(Collected data)
————————

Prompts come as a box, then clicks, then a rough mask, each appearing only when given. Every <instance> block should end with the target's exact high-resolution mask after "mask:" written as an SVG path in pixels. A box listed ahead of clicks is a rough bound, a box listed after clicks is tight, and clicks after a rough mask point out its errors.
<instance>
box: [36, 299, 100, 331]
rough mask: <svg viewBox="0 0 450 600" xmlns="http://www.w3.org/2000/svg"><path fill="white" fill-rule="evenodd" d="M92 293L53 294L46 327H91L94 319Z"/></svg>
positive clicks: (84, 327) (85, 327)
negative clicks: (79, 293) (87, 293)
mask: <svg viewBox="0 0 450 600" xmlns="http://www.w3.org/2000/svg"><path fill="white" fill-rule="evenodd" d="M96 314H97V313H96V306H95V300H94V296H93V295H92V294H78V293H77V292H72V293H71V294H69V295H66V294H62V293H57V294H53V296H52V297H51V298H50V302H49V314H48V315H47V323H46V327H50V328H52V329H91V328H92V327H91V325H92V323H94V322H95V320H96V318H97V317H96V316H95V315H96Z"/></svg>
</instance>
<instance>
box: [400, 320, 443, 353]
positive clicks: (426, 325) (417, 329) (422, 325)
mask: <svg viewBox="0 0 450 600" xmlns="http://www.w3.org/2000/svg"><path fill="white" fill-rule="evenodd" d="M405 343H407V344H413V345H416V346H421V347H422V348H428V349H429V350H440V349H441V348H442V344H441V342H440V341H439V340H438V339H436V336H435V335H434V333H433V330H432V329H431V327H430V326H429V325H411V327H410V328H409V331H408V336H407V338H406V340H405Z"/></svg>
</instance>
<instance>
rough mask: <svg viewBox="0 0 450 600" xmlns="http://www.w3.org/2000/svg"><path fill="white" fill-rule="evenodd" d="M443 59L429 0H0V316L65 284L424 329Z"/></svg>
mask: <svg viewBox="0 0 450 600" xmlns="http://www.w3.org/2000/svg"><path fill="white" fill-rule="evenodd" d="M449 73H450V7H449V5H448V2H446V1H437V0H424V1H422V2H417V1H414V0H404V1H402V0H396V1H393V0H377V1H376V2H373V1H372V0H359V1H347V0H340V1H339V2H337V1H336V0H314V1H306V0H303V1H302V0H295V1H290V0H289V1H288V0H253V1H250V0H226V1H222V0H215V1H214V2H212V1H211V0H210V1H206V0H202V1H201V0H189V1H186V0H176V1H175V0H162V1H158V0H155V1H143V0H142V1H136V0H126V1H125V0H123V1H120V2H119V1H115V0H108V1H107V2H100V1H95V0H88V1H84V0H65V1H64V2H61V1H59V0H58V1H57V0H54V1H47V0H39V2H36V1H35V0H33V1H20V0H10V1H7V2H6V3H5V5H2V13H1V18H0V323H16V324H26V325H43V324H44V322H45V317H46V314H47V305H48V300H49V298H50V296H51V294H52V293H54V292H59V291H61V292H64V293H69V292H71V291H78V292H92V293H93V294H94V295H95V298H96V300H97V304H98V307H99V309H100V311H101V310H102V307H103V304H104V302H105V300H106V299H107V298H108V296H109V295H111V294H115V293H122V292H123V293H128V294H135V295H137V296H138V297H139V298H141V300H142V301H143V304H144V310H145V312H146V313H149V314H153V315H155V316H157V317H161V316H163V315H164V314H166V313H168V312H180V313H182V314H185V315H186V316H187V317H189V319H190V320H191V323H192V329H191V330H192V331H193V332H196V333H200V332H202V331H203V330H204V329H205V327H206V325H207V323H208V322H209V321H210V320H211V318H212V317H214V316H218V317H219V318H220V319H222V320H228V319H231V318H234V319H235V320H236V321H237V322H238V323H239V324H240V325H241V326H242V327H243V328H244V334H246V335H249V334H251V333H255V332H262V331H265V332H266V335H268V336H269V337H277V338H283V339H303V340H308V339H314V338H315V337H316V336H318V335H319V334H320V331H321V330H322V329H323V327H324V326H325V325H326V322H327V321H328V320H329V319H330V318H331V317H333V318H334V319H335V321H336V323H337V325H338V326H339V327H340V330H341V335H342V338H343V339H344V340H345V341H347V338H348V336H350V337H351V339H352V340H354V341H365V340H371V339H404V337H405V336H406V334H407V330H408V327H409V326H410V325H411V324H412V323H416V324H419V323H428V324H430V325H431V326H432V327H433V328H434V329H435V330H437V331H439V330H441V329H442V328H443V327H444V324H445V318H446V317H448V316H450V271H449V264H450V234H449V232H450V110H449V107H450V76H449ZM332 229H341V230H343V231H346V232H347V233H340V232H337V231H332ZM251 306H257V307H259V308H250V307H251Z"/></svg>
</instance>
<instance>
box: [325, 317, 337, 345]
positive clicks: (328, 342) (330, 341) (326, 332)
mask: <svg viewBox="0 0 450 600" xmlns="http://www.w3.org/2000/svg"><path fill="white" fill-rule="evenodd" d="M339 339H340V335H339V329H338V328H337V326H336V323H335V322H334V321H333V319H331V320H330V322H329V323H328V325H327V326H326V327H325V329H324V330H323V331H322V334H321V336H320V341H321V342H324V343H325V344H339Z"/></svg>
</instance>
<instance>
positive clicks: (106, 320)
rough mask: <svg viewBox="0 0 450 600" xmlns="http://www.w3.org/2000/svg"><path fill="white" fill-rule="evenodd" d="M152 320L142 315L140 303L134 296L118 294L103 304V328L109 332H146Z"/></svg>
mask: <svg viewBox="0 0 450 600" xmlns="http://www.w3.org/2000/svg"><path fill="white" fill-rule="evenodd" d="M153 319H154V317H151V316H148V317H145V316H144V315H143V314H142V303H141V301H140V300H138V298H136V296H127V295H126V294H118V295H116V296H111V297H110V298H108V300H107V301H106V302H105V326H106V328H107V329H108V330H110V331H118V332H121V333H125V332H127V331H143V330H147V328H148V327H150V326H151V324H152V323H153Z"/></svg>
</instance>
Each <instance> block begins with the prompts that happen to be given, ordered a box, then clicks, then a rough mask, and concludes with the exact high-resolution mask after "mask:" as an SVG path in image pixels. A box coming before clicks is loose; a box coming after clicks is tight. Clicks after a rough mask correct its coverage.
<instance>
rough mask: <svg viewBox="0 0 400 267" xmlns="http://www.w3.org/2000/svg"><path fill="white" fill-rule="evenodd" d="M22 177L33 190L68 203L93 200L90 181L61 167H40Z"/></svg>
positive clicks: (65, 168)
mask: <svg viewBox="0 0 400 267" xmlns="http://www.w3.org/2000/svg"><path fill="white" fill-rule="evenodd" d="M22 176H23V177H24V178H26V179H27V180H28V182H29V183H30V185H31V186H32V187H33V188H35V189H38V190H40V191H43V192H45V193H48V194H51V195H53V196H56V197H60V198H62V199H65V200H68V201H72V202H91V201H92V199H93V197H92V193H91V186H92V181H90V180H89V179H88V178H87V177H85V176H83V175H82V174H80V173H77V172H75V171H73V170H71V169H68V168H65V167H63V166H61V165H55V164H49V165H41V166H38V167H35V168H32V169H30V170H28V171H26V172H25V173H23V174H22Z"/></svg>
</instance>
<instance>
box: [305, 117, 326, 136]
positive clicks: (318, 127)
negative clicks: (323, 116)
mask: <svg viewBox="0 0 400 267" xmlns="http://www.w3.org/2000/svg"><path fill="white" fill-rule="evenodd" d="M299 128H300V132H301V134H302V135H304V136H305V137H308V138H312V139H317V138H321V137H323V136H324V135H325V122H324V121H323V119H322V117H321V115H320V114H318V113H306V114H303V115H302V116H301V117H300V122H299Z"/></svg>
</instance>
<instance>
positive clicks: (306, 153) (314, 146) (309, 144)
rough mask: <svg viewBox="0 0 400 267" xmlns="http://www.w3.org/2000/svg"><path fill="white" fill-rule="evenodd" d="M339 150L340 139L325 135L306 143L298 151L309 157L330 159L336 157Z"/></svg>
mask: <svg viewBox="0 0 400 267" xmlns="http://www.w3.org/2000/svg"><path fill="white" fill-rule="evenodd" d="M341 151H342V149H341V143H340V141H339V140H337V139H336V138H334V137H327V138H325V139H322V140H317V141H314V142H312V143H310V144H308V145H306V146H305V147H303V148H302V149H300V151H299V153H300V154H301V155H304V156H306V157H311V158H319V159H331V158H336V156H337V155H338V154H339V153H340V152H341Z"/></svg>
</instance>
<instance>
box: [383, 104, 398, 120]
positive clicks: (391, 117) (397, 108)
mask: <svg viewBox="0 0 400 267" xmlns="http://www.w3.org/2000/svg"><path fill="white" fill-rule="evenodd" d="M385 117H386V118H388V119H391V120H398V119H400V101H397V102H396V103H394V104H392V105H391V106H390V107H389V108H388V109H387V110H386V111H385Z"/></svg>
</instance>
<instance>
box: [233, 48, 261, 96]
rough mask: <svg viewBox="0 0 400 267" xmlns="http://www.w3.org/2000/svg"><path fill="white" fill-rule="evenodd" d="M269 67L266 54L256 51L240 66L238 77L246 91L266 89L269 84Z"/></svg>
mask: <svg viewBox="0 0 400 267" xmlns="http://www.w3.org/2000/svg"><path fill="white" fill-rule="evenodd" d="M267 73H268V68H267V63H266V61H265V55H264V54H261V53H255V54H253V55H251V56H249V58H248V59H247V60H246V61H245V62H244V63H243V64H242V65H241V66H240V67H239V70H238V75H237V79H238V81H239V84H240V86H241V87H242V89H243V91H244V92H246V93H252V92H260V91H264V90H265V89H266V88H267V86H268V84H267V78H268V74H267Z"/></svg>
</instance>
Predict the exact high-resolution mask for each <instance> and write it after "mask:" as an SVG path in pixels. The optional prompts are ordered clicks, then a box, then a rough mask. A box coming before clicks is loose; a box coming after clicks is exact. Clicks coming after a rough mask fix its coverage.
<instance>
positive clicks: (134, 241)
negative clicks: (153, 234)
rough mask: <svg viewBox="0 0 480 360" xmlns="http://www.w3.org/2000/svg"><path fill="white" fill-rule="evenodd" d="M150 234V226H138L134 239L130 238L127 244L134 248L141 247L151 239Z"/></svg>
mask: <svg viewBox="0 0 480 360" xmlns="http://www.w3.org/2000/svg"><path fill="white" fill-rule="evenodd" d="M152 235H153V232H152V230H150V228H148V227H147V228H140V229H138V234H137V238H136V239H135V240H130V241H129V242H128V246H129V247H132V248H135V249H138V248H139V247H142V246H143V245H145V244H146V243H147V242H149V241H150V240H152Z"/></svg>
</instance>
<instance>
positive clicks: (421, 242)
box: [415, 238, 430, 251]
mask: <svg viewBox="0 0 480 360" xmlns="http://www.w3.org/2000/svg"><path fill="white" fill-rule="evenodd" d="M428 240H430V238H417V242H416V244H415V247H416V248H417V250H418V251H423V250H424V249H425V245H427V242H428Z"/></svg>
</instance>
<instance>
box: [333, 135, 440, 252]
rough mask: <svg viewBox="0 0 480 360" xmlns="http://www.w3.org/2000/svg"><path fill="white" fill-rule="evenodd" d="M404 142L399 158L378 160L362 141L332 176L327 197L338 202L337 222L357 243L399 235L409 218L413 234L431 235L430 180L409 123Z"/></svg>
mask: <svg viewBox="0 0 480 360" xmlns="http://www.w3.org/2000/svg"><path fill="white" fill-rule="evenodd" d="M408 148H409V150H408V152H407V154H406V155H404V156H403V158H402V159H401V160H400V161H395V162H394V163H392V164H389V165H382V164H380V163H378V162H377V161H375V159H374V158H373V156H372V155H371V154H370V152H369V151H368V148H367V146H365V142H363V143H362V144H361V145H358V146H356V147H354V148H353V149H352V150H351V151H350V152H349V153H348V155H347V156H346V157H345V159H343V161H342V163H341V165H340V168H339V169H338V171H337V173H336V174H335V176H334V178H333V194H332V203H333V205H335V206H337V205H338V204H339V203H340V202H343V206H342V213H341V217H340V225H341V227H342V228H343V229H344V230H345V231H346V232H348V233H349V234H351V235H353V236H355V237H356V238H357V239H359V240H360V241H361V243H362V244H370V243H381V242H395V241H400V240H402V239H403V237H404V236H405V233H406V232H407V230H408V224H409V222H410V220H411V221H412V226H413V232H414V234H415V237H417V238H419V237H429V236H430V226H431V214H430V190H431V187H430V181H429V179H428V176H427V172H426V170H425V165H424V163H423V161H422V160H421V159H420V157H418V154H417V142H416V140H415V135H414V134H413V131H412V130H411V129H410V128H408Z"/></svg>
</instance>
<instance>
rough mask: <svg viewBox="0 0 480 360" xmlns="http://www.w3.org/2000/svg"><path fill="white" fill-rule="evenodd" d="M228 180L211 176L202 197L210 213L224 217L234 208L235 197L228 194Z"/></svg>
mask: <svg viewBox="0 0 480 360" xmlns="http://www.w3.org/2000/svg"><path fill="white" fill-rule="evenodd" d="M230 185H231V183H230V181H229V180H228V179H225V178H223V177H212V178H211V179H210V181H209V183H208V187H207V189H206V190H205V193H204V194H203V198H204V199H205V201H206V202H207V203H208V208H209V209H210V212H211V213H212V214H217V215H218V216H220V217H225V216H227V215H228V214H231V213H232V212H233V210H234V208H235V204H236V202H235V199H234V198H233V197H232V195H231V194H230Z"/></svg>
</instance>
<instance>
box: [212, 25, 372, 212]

————————

DIRECTIONS FOR THIS TASK - Give again exactly, and only, the lines above starting at the one with "positive clicks: (134, 241)" and ending at the one with "positive clicks: (421, 242)".

EXPECTED OUTPUT -
positive clicks: (134, 241)
negative clicks: (153, 234)
rough mask: <svg viewBox="0 0 480 360" xmlns="http://www.w3.org/2000/svg"><path fill="white" fill-rule="evenodd" d="M150 234V226H138L134 239L130 238L127 244L134 248L141 247L151 239Z"/></svg>
mask: <svg viewBox="0 0 480 360" xmlns="http://www.w3.org/2000/svg"><path fill="white" fill-rule="evenodd" d="M152 235H153V232H152V230H150V228H148V227H147V228H140V229H138V234H137V238H136V239H135V240H130V241H129V242H128V246H129V247H132V248H135V249H138V248H139V247H142V246H143V245H145V244H146V243H147V242H149V241H150V240H152Z"/></svg>
</instance>
<instance>
positive clicks: (421, 242)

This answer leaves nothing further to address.